**Problems to solve**.
**a)** Name every songwriter credited in the "All for One" article below.
**b)** Answer these from the "All for One" article below:
(i) Who produced the single?
(ii) On whose radio show did the song debut?
(iii) What object stood for the letter "O" in the image accompanying the song on YouTube?

**Document text**.
##############################

Single by the Stone Roses
- Released: 12 May 2016
- Genre: Britpop; jangle pop; neo-psychedelia; Madchester;
- Length: 3:36
- Label: Virgin EMI
- Songwriters: Ian Brown; Gary Mounfield; John Squire; Alan John Wren;
- Producer: Paul Epworth

The Stone Roses singles chronology
| "Begging You" (1995) | "All for One" (2016) | "Beautiful Thing" (2016) |

= All for One (The Stone Roses song) =

"All for One" is a song by English rock band the Stone Roses. It was released in the UK on 12 May 2016, over 20 years after their previous release. The song debuted on Annie Mac's BBC Radio 1 show at shortly before 8pm on 12 May 2016 and was released immediately afterwards.

The song was released on the Stone Roses Vevo channel on YouTube, accompanied by an image of the song's title with a cut lemon representing the letter "O" of "One". The lemon has come to be associated with the band throughout their history, appearing on previous release cover art, in lyrics ("Bye Bye Badman"), as part of ticket designs, on posters and in 'teasers' of upcoming announcements, as in the run up to the release of the track.

##############################

**Data extracts**.

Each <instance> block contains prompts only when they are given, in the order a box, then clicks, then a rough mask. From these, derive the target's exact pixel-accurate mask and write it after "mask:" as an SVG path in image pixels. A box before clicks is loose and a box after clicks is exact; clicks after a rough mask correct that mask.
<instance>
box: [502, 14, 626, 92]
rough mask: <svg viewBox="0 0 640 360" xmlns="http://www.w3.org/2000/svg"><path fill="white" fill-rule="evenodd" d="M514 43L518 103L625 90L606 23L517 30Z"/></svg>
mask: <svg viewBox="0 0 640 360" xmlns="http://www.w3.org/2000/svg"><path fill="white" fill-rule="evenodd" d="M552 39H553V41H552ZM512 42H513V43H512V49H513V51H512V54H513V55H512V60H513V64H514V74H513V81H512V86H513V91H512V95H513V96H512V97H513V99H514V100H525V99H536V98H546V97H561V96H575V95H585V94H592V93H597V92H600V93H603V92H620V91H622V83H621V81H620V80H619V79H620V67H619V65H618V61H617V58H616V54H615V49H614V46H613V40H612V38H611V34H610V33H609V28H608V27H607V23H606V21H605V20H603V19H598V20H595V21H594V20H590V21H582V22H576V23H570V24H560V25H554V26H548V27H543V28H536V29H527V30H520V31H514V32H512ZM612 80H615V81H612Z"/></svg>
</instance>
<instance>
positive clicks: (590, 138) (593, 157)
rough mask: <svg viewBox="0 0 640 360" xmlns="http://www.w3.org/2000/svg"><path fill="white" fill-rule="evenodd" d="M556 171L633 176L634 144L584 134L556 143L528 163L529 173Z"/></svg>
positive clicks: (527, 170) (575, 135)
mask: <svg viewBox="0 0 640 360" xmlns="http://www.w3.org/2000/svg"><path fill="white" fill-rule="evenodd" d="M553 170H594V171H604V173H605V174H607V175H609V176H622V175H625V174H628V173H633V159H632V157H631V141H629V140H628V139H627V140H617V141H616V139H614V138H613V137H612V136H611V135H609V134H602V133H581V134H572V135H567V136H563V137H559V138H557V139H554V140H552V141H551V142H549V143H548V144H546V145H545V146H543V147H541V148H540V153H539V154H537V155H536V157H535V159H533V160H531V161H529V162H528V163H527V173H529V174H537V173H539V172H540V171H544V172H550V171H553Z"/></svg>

##############################

**Answers to each task**.
**a)** Ian Brown, Gary Mounfield, John Squire, Alan John Wren

**b)**
(i) Paul Epworth
(ii) Annie Mac's BBC Radio 1 show
(iii) A cut lemon